L'âme du vin Un soir, l'âme du vin chantait dans les bouteilles : " Homme, vers toi je pousse, ô cher déshérité, Sous ma prison de verre et mes cires vermeilles, Un chant plein de lumière et de fraternité !
Je sais combien il faut, sur la colline en flamme, De peine, de sueur et de soleil cuisant Pour engendrer ma vie et pour me donner l'âme ; Mais je ne serai point ingrat ni malfaisant,
Car j'éprouve une joie immense quand je tombe Dans le gosier d'un homme usé par ses travaux, Et sa chaude poitrine est une douce tombe Où je me plais bien mieux que dans mes froids caveaux.
Entends-tu retentir les refrains des dimanches Et l'espoir qui gazouille en mon sein palpitant ? Les coudes sur la table et retroussant tes manches, Tu me glorifieras et tu seras content ;
J'allumerai les yeux de ta femme ravie ; A ton fils je rendrai sa force et ses couleurs Et serai pour ce frêle athlète de la vie L'huile qui raffermit les muscles des lutteurs.
En toi je tomberai, végétale ambroisie, Grain précieux jeté par l'éternel Semeur, Pour que de notre amour naisse la poésie Qui jaillira vers Dieu comme une rare fleur ! " Charles Baudelaire.

☆ ☆ ☆ ☆ ☆ ☆ ☆

→ Consigne écrite A:
D'après le passage extrait, où l'âme du vin chantait-elle un soir ?

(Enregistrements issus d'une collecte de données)
☆ ☆ ☆ ☆ ☆ ☆ ☆

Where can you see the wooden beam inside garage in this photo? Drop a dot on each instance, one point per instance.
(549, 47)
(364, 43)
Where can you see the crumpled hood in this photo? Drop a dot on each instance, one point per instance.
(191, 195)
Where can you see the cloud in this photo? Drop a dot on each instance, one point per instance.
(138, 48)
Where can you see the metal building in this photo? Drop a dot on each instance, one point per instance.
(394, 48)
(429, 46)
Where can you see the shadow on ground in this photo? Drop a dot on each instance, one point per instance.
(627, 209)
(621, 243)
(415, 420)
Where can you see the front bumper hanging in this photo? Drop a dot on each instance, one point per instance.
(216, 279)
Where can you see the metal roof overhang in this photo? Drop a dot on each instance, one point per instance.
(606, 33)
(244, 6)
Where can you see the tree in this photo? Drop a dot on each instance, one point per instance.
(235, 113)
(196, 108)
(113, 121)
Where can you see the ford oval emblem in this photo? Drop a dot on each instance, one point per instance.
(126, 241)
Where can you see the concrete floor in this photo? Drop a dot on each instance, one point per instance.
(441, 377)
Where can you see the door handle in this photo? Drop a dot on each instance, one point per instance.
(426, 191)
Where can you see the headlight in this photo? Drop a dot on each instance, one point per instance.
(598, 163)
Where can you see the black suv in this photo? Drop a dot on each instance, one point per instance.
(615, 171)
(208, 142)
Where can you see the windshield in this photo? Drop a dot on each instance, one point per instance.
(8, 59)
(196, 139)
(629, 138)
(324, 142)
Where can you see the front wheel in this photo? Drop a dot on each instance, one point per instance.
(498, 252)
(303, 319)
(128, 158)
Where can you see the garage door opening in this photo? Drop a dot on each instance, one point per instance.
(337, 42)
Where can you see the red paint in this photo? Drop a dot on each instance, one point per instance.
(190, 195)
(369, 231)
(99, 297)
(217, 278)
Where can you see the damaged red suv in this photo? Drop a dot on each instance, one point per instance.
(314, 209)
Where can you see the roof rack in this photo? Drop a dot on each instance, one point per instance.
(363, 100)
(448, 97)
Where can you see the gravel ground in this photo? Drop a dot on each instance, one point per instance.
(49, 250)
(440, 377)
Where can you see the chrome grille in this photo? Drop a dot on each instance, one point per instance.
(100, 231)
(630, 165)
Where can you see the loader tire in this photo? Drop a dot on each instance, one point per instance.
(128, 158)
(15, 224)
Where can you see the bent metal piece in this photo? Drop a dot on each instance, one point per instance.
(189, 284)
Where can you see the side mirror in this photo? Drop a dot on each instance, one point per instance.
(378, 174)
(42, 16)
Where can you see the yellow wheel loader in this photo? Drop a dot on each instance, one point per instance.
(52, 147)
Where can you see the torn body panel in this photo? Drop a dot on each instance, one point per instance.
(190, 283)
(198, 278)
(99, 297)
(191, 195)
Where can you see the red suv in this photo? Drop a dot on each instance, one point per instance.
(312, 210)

☆ ☆ ☆ ☆ ☆ ☆ ☆

→ Consigne écrite B:
Recopiez mot pour mot les lignes des enregistrements, en partant de la ligne qui contient "Where can you see the side" et en allant jusqu'à la fin des enregistrements, ces deux bouts compris.

→ Réponse complète A:
Dans les bouteilles.

→ Réponse complète B:
Where can you see the side mirror in this photo? Drop a dot on each instance, one point per instance.
(378, 174)
(42, 16)
Where can you see the yellow wheel loader in this photo? Drop a dot on each instance, one point per instance.
(52, 147)
Where can you see the torn body panel in this photo? Drop a dot on each instance, one point per instance.
(190, 283)
(198, 278)
(99, 297)
(191, 195)
Where can you see the red suv in this photo? Drop a dot on each instance, one point per instance.
(312, 210)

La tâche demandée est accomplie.